Tasks with no priority specified will have the respective default priorities as per the task type

Default priorities for task
- Realtime Index Task - 75
- Hadoop/Index Task - 50
- Merge/Append Task - 25
- Other Tasks - 0
Higher the number, higher the priority.

For example, if a Hadoop Index task is running and a Realtime Index task starts that wants to publish a segment for the same (or overlapping) interval for the same datasource, then it will override the task locks of the Hadoop Index task. Consequently, the Hadoop Index task will fail before publishing the segment.

Note - There is no need to set this property, task automatically gets a default priority as per its type. However, if one wants to override the default priority it can be done by setting lockPriority inside context property like this -

  "context" {
    "lockPriority" : "80"
  }

Major Implementation details -

Two new fields have been added to TaskLock namely priority and preemptive.

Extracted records
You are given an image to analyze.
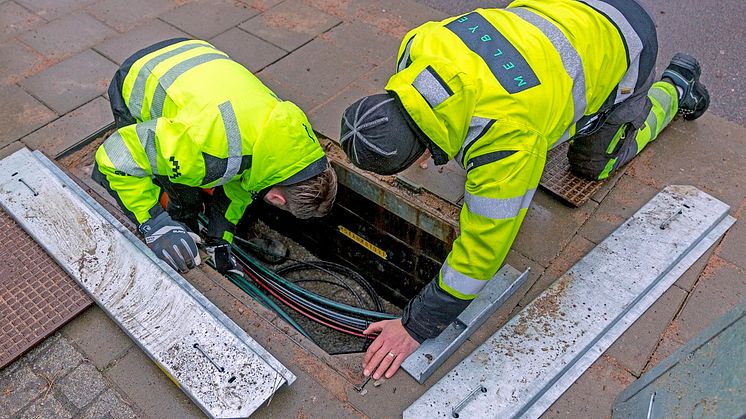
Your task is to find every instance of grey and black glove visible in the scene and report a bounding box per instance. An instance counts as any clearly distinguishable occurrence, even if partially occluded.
[140,212,202,273]
[205,240,243,276]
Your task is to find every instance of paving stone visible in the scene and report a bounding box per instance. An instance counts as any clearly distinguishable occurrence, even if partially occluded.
[0,39,43,85]
[21,97,114,157]
[672,257,746,342]
[59,362,109,409]
[0,85,57,147]
[259,23,375,112]
[16,0,96,20]
[94,19,190,65]
[308,57,393,142]
[0,1,44,42]
[606,287,687,377]
[512,190,598,266]
[239,0,341,51]
[626,113,746,211]
[0,366,47,417]
[18,11,115,60]
[717,200,746,268]
[31,337,83,380]
[86,0,184,32]
[104,348,203,418]
[0,141,24,159]
[20,50,117,115]
[210,28,287,73]
[161,0,259,39]
[80,389,137,419]
[580,173,660,244]
[541,356,635,419]
[62,306,134,370]
[19,392,72,419]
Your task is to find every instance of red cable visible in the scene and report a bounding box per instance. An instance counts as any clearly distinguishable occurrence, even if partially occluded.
[243,267,375,339]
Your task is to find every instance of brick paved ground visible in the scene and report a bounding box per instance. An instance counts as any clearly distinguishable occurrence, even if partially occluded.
[0,0,746,417]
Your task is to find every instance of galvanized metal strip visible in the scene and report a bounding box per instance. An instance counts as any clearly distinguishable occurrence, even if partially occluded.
[402,265,529,384]
[404,186,735,418]
[0,149,295,417]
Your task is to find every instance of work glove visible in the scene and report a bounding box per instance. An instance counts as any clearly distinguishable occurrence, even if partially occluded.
[140,212,202,273]
[205,242,243,277]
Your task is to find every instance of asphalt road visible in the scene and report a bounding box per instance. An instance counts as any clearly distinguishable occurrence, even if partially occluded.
[417,0,746,125]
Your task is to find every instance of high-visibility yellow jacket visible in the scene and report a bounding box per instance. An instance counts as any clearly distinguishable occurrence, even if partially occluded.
[386,0,642,338]
[96,40,324,242]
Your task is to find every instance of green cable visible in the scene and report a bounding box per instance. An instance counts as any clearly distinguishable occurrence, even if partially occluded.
[233,245,398,320]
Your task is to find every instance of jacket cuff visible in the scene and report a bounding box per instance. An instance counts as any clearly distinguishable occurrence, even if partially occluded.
[402,278,471,343]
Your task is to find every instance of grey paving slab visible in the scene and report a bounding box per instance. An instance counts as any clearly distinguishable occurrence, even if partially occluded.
[580,174,659,244]
[19,11,115,60]
[0,141,24,159]
[161,0,259,39]
[0,366,47,417]
[259,24,375,112]
[626,114,746,211]
[541,356,635,419]
[0,39,43,85]
[606,287,687,377]
[21,97,114,157]
[308,64,393,142]
[16,0,96,20]
[717,200,746,268]
[672,256,746,342]
[0,1,44,41]
[86,0,183,32]
[210,28,287,73]
[0,85,57,147]
[31,337,83,380]
[19,50,117,115]
[239,0,341,51]
[19,392,73,419]
[61,306,134,369]
[104,348,203,418]
[79,389,137,419]
[512,190,598,266]
[58,362,108,409]
[93,19,190,65]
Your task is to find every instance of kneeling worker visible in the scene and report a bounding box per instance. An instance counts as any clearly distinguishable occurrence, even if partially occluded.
[340,0,709,379]
[93,38,337,273]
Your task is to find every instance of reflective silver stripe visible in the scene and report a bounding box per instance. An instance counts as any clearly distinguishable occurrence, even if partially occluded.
[506,8,584,147]
[440,260,489,295]
[412,68,451,108]
[580,0,642,104]
[456,116,494,168]
[396,36,414,73]
[464,189,536,220]
[135,120,160,175]
[127,44,214,120]
[104,131,148,177]
[218,102,243,185]
[150,53,224,119]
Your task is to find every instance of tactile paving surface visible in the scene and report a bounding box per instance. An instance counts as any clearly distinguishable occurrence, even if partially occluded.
[0,208,92,368]
[539,143,604,207]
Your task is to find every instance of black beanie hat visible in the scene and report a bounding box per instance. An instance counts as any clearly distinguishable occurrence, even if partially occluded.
[340,93,426,175]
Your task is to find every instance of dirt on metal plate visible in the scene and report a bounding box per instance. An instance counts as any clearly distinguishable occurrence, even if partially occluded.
[0,208,92,368]
[539,143,604,207]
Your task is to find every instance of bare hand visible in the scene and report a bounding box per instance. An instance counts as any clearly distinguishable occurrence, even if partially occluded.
[417,150,433,169]
[363,319,420,380]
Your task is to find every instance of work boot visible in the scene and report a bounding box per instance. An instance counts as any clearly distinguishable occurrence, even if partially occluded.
[661,52,710,121]
[244,237,288,265]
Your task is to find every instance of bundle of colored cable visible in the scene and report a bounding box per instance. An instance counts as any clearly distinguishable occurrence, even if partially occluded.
[231,243,396,339]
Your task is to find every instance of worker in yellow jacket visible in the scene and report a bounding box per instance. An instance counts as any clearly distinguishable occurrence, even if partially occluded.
[93,38,337,273]
[340,0,709,379]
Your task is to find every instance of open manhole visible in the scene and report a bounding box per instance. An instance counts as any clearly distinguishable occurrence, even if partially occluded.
[58,126,459,354]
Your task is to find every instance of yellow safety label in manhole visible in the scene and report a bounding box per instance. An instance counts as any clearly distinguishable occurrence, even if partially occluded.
[337,226,388,260]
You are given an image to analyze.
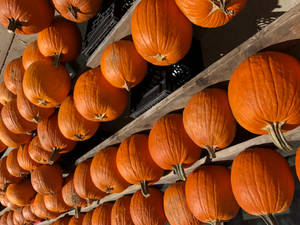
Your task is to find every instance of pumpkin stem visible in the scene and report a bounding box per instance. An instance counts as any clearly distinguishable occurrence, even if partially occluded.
[172,164,186,181]
[265,121,293,152]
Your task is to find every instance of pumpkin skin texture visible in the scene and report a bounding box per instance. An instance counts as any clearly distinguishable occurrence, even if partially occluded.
[231,148,295,216]
[183,88,236,158]
[74,67,128,122]
[116,134,164,197]
[90,147,129,194]
[100,40,148,91]
[111,196,134,225]
[23,61,71,108]
[58,96,100,141]
[228,52,300,151]
[148,113,201,180]
[131,0,193,66]
[130,188,167,225]
[185,165,239,224]
[3,58,25,95]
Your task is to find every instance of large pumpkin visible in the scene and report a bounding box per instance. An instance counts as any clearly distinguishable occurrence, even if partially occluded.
[52,0,102,23]
[148,113,201,180]
[175,0,246,28]
[231,148,295,224]
[100,40,147,91]
[116,134,164,197]
[74,67,128,121]
[185,165,239,224]
[58,95,100,141]
[23,61,71,108]
[3,58,25,95]
[90,147,129,193]
[37,17,81,66]
[228,52,300,151]
[130,188,167,225]
[183,88,236,158]
[131,0,193,66]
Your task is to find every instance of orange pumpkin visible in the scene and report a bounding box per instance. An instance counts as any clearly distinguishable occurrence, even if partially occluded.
[231,148,295,224]
[131,0,193,66]
[37,17,81,66]
[23,61,71,108]
[175,0,246,28]
[74,67,128,121]
[130,188,167,225]
[183,88,236,158]
[3,58,25,95]
[116,134,164,197]
[100,40,147,91]
[58,96,100,141]
[185,165,239,224]
[148,113,201,180]
[228,52,300,151]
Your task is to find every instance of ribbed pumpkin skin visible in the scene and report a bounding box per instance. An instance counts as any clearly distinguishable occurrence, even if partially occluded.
[73,159,105,200]
[74,67,128,122]
[130,188,167,225]
[231,148,295,215]
[37,17,81,62]
[3,58,25,95]
[23,61,71,108]
[131,0,193,66]
[31,165,63,195]
[100,40,147,90]
[0,0,54,34]
[111,196,134,225]
[185,165,239,223]
[58,96,100,141]
[164,182,202,225]
[52,0,102,23]
[175,0,246,28]
[90,147,129,193]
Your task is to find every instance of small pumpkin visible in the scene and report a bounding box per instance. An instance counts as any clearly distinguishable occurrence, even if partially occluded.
[90,147,129,194]
[131,0,193,66]
[100,40,147,91]
[116,134,164,197]
[183,88,236,158]
[148,113,201,180]
[23,61,71,108]
[58,95,100,141]
[130,188,167,225]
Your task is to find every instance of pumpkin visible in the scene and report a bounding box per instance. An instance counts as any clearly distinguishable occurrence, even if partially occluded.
[74,67,128,122]
[131,0,193,66]
[130,188,167,225]
[111,196,134,225]
[185,165,239,225]
[37,113,76,164]
[100,40,147,91]
[73,159,105,201]
[31,165,63,195]
[37,17,81,66]
[90,147,129,194]
[58,96,99,141]
[91,203,113,225]
[148,113,201,180]
[231,148,295,224]
[3,58,25,95]
[175,0,246,28]
[52,0,102,23]
[116,134,164,197]
[183,88,236,158]
[23,61,71,108]
[228,52,300,151]
[17,87,54,123]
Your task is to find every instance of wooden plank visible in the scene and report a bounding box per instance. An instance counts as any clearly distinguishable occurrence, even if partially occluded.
[76,4,300,164]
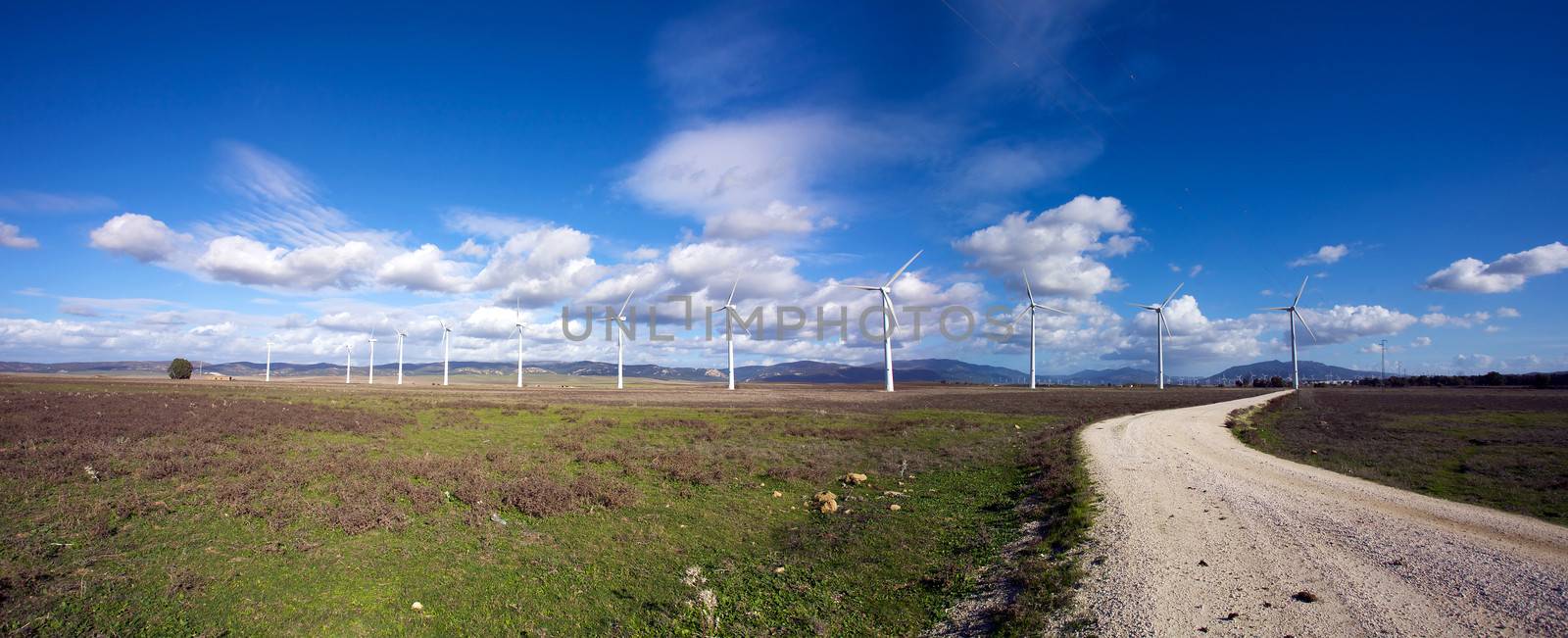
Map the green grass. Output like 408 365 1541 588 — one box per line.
1236 389 1568 523
0 379 1266 635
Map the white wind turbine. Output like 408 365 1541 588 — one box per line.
1131 284 1186 390
713 277 751 390
1011 269 1069 390
604 290 637 390
841 251 925 392
392 327 408 385
366 326 376 385
1264 277 1317 389
436 319 452 385
508 298 522 387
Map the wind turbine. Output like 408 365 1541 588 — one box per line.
366 326 376 385
713 277 751 390
842 251 925 392
436 319 452 385
508 296 522 387
1131 284 1187 390
604 290 637 390
1264 277 1317 389
1013 269 1069 390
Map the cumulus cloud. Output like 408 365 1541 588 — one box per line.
376 240 472 293
1422 241 1568 293
703 201 834 240
88 214 191 264
196 235 376 290
1286 304 1417 345
954 194 1142 298
0 221 37 249
1291 243 1350 269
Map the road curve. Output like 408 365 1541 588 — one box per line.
1080 393 1568 636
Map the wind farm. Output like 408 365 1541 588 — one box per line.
0 0 1568 638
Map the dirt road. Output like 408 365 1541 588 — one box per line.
1082 395 1568 636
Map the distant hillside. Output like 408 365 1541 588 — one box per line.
1204 361 1377 382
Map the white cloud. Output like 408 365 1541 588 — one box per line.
89 214 191 262
954 194 1142 298
703 201 834 240
1424 241 1568 293
1291 243 1350 269
0 191 118 214
196 235 376 290
1421 311 1492 327
376 240 472 293
0 221 37 249
1286 304 1416 345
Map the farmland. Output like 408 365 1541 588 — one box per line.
1237 387 1568 523
0 376 1251 635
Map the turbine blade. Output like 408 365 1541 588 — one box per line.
614 288 637 317
1291 311 1317 343
721 306 751 337
883 293 900 327
886 249 925 287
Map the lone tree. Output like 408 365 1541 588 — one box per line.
170 359 193 379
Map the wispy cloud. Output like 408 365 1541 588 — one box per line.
0 191 120 214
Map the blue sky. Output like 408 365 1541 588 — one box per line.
0 0 1568 374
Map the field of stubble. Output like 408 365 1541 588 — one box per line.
0 376 1251 635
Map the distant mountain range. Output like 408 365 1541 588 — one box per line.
0 359 1398 385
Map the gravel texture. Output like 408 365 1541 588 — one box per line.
1080 393 1568 636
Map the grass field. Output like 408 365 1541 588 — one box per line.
1237 387 1568 525
0 376 1252 635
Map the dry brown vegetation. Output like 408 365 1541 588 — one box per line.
0 377 1254 628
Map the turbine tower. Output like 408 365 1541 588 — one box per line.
508 296 522 387
392 327 408 385
437 319 452 385
842 251 925 392
366 326 376 385
604 290 637 390
713 277 751 390
1131 284 1187 390
1011 269 1069 390
1264 277 1317 389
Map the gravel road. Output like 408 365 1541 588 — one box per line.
1082 393 1568 636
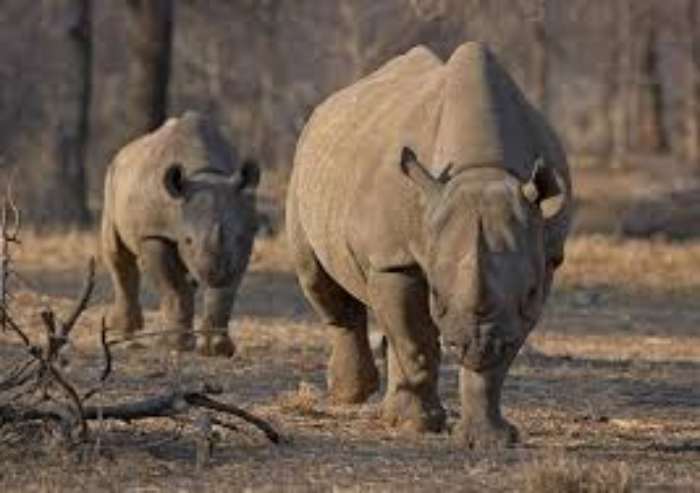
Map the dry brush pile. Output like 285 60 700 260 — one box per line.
0 195 282 463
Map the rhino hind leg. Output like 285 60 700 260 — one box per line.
299 258 379 404
196 280 239 358
102 224 143 338
139 239 194 351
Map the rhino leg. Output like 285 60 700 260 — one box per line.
139 240 194 351
102 225 143 338
299 260 379 404
369 272 445 432
287 208 379 404
456 361 518 449
196 280 240 358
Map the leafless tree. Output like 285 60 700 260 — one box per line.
42 0 92 226
532 0 550 115
634 3 669 153
126 0 173 138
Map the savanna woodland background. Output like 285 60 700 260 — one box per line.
0 0 700 492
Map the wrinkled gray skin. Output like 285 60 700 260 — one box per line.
101 112 260 356
287 43 571 447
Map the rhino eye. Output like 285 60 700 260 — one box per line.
520 285 539 321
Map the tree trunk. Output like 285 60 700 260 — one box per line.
41 0 92 227
610 0 632 167
126 0 173 139
685 0 700 166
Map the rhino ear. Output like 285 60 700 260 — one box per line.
521 156 566 219
400 147 442 197
231 159 260 192
163 163 185 199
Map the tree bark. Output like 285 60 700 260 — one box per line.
532 0 549 115
610 0 632 167
636 20 669 154
43 0 92 227
126 0 173 139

WHAT THIS TASK INVOLVES >>
In the text on task lock priorities, what default priority does a Realtime Index Task have?

RESULT >>
75